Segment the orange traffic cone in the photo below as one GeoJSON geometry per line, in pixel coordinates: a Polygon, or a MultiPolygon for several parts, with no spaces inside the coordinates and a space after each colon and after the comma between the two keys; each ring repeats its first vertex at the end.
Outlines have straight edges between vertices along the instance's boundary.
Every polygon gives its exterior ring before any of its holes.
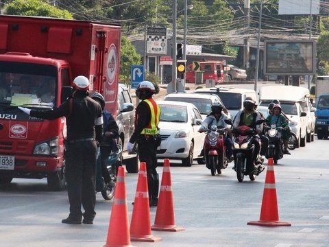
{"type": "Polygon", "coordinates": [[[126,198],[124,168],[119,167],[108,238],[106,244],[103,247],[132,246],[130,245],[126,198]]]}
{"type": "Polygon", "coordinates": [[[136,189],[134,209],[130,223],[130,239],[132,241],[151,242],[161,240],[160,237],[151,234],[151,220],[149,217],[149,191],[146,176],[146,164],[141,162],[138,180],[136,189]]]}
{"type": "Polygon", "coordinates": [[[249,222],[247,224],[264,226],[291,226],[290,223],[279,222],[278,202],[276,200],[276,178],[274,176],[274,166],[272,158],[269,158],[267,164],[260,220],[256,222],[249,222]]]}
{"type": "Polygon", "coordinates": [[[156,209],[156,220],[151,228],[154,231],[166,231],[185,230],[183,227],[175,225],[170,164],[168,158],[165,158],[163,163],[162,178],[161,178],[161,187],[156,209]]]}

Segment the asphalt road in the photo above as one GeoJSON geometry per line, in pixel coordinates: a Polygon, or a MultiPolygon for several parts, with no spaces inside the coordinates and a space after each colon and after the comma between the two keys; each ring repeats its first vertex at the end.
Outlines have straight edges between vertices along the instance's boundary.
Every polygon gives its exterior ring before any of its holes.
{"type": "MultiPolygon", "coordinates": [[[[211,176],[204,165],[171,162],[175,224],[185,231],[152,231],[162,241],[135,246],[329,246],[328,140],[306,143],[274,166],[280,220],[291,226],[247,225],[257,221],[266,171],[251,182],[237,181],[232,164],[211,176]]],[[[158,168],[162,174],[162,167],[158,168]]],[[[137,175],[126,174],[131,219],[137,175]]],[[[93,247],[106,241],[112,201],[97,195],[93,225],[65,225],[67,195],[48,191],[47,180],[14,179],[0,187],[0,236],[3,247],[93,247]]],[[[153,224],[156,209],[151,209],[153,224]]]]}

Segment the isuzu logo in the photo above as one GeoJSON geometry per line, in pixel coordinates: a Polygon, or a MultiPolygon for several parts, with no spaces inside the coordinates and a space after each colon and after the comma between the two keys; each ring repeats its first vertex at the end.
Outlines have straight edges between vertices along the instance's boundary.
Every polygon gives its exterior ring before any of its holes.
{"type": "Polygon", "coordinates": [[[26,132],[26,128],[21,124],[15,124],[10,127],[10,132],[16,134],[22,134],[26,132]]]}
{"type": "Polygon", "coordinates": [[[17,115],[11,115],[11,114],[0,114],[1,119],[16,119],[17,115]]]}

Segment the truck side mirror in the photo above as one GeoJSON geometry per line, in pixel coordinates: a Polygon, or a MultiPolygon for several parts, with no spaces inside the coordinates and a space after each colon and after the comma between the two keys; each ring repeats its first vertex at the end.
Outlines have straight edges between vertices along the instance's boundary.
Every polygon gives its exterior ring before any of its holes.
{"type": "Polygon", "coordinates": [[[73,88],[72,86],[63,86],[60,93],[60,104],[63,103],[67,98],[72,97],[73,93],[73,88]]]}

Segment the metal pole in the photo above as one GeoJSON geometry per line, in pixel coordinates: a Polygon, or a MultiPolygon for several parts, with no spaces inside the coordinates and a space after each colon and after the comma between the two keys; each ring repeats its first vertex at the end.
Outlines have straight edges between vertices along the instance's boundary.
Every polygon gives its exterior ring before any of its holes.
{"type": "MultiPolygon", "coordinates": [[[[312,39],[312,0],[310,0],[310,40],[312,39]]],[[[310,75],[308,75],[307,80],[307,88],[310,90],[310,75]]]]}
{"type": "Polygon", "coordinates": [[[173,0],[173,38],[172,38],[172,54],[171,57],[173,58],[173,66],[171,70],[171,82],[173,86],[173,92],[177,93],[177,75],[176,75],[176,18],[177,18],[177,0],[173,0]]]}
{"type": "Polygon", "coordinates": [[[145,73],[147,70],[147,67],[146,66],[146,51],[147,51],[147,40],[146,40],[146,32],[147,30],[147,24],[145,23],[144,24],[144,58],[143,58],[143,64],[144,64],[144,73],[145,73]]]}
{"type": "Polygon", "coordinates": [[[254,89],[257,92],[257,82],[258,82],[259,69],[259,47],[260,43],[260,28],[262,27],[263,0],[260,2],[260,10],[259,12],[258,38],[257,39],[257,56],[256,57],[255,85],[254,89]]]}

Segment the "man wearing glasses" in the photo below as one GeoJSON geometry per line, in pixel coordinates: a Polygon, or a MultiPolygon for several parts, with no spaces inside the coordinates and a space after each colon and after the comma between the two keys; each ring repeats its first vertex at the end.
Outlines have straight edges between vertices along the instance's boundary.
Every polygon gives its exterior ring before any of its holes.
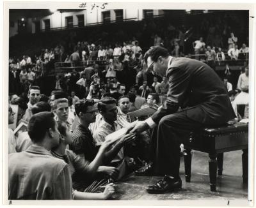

○ ○ ○

» **WRITTEN EXERCISE**:
Count the lines in the records above that contain the string "comma". Give only the number.

» **FINAL ANSWER**:
6